• Problem statement:
Lines before the one containing "of the inscription" are left out; copy that line and every later line through the end of the data exactly.

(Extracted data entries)

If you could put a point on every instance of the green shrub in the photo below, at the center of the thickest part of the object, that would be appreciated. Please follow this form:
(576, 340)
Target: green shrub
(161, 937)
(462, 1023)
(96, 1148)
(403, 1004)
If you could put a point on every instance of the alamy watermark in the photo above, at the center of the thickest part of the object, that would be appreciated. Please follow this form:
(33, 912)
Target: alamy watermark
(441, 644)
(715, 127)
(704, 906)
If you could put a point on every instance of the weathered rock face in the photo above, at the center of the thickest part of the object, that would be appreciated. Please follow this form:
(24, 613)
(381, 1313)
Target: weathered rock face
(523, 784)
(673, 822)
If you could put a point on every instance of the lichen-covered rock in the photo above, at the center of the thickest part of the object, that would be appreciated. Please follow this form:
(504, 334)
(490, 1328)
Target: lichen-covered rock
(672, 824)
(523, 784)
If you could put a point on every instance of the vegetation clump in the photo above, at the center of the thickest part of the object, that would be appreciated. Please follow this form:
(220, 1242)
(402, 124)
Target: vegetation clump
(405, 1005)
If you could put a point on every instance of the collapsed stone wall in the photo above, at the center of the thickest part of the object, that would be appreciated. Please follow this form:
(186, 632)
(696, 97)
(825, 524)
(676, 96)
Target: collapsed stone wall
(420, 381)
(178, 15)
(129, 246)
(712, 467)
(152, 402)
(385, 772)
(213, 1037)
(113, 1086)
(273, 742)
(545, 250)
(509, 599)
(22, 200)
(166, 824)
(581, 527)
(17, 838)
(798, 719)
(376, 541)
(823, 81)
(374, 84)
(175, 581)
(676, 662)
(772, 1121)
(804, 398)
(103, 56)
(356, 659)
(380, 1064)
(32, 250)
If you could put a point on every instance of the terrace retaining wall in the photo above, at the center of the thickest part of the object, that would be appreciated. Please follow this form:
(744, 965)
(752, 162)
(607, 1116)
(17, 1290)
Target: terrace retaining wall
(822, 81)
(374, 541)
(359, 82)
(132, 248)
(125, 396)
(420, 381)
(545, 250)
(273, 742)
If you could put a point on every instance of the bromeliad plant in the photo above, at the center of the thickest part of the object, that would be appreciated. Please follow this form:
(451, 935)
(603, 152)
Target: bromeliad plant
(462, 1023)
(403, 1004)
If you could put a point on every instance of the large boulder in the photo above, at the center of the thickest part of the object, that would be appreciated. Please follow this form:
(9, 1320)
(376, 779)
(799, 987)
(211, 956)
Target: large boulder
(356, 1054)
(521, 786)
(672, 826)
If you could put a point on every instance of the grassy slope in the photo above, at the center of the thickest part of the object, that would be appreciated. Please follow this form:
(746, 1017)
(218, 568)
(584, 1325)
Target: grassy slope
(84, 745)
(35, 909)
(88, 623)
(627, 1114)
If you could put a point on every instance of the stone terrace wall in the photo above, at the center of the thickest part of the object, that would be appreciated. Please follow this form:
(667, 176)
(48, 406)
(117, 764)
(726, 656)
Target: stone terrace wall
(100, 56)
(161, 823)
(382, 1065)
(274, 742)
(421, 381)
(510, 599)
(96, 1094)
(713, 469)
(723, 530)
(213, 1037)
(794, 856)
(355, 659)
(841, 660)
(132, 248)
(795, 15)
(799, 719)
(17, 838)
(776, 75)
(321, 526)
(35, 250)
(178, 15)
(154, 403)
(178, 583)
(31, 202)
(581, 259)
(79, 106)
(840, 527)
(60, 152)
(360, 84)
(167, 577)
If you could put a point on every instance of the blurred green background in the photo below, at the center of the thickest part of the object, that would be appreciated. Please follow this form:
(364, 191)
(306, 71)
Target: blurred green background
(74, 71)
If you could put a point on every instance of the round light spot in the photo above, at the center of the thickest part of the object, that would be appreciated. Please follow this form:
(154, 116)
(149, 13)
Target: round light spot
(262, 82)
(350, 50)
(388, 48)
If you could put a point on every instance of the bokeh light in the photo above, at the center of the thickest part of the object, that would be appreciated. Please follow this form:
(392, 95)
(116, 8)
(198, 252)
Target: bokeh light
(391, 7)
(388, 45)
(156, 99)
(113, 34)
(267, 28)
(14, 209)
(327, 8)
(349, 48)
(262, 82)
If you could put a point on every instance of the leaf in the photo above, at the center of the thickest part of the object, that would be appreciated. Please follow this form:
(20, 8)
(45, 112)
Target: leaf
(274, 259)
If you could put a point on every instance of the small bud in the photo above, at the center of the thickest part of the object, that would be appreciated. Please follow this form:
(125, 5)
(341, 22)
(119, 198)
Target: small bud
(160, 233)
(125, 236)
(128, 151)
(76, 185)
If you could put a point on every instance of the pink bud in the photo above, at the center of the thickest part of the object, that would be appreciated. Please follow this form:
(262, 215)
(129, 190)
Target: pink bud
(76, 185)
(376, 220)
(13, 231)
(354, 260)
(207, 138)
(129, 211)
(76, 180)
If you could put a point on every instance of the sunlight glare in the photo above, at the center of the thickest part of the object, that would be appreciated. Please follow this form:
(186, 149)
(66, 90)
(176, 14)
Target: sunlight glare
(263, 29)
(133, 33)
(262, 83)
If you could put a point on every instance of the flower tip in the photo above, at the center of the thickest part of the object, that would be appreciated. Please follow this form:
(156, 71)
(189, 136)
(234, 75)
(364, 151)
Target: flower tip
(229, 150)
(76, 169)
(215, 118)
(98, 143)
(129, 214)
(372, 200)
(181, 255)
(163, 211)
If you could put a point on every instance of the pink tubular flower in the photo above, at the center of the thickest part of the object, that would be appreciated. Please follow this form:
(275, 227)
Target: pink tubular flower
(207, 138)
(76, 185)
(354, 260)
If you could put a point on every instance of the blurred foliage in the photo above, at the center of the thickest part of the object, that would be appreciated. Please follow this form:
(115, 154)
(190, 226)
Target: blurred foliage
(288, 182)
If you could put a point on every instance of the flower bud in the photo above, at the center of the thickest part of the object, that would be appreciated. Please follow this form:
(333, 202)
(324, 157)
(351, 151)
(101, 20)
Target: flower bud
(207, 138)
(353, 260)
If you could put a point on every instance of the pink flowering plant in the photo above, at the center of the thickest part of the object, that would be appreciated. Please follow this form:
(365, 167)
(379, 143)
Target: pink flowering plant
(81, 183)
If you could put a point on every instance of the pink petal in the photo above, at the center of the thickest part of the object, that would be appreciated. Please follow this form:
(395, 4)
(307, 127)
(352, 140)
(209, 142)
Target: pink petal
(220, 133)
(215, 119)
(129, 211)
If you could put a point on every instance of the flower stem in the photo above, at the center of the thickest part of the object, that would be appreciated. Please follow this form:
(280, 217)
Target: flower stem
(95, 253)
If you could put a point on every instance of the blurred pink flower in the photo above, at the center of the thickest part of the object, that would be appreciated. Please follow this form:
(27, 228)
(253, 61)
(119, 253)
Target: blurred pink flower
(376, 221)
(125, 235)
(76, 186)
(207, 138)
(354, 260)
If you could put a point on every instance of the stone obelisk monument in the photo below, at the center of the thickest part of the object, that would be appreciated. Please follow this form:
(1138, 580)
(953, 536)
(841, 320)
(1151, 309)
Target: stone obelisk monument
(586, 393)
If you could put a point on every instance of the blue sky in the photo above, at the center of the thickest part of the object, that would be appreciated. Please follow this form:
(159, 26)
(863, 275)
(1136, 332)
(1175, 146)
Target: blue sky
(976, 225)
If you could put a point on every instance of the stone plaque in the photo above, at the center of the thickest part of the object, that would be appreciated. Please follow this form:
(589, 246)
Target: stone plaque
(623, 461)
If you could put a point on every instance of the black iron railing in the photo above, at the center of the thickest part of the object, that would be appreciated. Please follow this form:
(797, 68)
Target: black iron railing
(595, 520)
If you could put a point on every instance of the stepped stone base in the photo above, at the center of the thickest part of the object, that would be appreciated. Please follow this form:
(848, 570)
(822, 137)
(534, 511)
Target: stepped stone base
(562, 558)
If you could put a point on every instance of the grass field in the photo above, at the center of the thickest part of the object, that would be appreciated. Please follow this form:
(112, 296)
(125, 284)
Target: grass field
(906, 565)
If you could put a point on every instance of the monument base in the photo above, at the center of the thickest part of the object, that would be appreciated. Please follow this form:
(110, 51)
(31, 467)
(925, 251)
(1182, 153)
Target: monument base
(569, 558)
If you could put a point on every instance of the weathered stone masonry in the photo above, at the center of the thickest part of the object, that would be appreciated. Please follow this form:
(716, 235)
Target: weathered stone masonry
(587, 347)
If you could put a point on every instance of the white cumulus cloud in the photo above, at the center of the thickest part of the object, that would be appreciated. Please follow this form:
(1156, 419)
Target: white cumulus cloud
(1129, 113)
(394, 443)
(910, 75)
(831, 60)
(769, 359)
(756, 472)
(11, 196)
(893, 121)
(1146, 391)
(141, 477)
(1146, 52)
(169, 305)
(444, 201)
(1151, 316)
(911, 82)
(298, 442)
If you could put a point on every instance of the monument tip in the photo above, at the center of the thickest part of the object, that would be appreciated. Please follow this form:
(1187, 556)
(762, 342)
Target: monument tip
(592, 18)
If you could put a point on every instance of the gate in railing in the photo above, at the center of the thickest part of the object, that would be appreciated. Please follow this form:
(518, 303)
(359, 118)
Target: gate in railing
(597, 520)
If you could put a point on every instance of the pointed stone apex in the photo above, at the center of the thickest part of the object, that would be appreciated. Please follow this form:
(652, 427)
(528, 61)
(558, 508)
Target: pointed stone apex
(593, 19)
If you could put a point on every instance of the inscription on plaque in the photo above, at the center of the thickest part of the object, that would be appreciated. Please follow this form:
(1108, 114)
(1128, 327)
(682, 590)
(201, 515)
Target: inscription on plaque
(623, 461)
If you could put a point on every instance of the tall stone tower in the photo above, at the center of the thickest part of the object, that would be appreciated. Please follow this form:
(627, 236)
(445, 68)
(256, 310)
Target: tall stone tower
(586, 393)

• Written answer:
If you could put a point on every instance of the inscription on plaque in the photo above, at the center of the thickest part of the object, that would be appreciated. Please follow this form:
(1108, 114)
(1128, 327)
(682, 590)
(201, 515)
Target: inscription on plaque
(623, 461)
If you could put a point on every instance of the tall stone tower in the photo above, at the center of the thickest part of the object, that would be appreciated. Please follow this form:
(627, 236)
(445, 68)
(256, 310)
Target: tall stone tower
(586, 393)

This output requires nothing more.